#### TEXT BLOCK:
++++

The elastic member 450 may have either end coupled to the housing 420 and the mirror holder 410 respectively, as illustrated in FIG. 17, to provide an elastic force to the mirror holder 410. As both ends are secured, the noise that may otherwise be caused by the spring according to the rotation of the mirror holder 410 can be prevented.
In this embodiment, a folded flat spring 452 can be used as the elastic member 450, as illustrated in FIG. 18, and alternatively, a coil spring 454 can be used as the elastic member 450, as illustrated in FIG. 19. Furthermore, it is to be appreciated that the invention encompasses other compositions and coupling relationships known to those skilled in the art that are capable of supplementing the operation of the driving unit 430 and may have both ends secured to reduce or prevent noise.
Next, a description will be provided for a fifth disclosed embodiment, in which supplementing magnets are used as the supplementing unit.
FIG. 20 is a cross-sectional view illustrating a scanner based on a fifth disclosed embodiment of an aspect of the invention. In FIG. 20, there are illustrated a scanner 500, a mirror 505, a mirror holder 510, a housing 520, a rotation shaft 526, a support part, a driving unit 530, a driving coil 532, a driving magnet 534, a sensing magnet 540, a Hall sensor 545, and supplementing magnets 550.
In this embodiment, a scanner 500 is presented, in which supplementing magnets 550 are used that may be arranged such that the driving magnet 534 is interposed in-between, to prevent noise that may occur during the operation of the scanner 500.
In describing this embodiment, the compositions for the mirror 505, mirror holder 510, housing 520, bearing, rotation shaft 526, driving unit 530, driving coil 532, driving magnet 534, sensing magnet 540, and Hall sensor 545 are substantially the same as or are in corresponding relationships with the components described for the first disclosed embodiment of an aspect of the invention, and thus will not be presented in further detail. The following description will focus more on the differences from the first disclosed embodiment described above, which include the supplementing magnets 550.
The supplementing magnets 550 can be arranged to have the driving magnet 534 interposed in-between, and can provide magnetic forces to the driving magnet 534. That is, the repulsion between the supplementing magnets 550 and the driving magnet 534 of the driving unit 530 can be used to supplement the rotational force of the driving unit 530 without noise near the points where the rotation of the mirror holder 510 changes direction.

++++

#### SHORT TASK 1:
From the listing below, pick out every line that contains the string "zipper" and copy each one.
#### SHORT TASK 2:
Carry the passage about the scanner's mirror holder onward from its last sentence.

++++

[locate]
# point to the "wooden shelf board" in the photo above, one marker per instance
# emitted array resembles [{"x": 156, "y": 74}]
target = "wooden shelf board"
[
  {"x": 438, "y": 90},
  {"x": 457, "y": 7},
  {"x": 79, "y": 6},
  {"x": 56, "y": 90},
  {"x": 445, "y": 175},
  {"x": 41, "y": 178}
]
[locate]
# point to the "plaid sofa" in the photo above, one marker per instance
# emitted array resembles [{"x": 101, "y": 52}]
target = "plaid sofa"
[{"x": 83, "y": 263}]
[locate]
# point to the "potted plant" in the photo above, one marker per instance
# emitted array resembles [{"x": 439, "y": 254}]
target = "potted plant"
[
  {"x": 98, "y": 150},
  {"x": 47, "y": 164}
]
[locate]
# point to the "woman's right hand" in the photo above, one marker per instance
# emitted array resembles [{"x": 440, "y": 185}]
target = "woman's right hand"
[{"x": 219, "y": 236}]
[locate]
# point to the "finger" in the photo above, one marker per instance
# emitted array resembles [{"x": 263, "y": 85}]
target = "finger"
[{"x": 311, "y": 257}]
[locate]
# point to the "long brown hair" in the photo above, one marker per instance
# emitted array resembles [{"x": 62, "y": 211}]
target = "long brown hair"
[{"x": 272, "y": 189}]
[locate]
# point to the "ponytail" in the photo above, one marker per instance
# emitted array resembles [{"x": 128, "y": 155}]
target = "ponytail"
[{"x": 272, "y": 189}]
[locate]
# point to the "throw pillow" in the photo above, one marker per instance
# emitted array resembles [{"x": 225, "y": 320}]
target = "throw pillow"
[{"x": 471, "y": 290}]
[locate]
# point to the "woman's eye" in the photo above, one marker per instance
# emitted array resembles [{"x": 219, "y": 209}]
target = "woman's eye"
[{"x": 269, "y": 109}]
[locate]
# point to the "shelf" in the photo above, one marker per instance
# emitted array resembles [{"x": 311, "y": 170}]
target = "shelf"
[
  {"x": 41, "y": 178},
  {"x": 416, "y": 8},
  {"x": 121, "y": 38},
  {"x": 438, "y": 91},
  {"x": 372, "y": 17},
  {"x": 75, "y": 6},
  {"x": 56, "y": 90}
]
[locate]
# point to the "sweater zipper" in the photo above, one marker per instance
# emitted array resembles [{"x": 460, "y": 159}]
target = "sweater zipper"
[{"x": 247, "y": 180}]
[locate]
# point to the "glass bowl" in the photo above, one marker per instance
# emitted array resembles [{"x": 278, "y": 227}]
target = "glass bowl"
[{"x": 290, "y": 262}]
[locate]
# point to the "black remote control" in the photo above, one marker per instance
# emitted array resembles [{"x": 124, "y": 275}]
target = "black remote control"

++++

#### FINAL RESULT 1:
# point to the "sweater zipper" in the photo above, one marker per instance
target = "sweater zipper"

#### FINAL RESULT 2:
The supplementing magnets 550 can be electromagnets, for example, where electricity may not be supplied when the mirror holder 510 is being rotated, and where electricity may be supplied to provide magnetism when the direction of rotation of the mirror holder 510 is being changed.
Accordingly, the supplementing magnets 550 may not hinder the rotation of the mirror holder 510 while the mirror holder 510 undergoes rotation. Near the positions where the rotation of the mirror holder 510 changes direction, however, the supplementing magnets 550 may prevent contact between the other end of the spring and the support part of the housing 520, to prevent or reduce noise.
Also, similar to the first disclosed embodiment, the duration of supplying electricity, etc., for the electromagnetic supplementing magnets 550 may be adjusted, to balance the level of power consumption with the controllability of the mirror holder 510 during the changes in direction of the rotation of the mirror holder 510. The descriptions on this matter will not be repeated.
While this embodiment has been described with supplementing magnets 550 as an example of the supplementing unit, it is to be appreciated that the invention encompasses other compositions and coupling relationships known to those skilled in the art that are capable of supplementing the operation of the driving unit 530 and reducing or preventing noise.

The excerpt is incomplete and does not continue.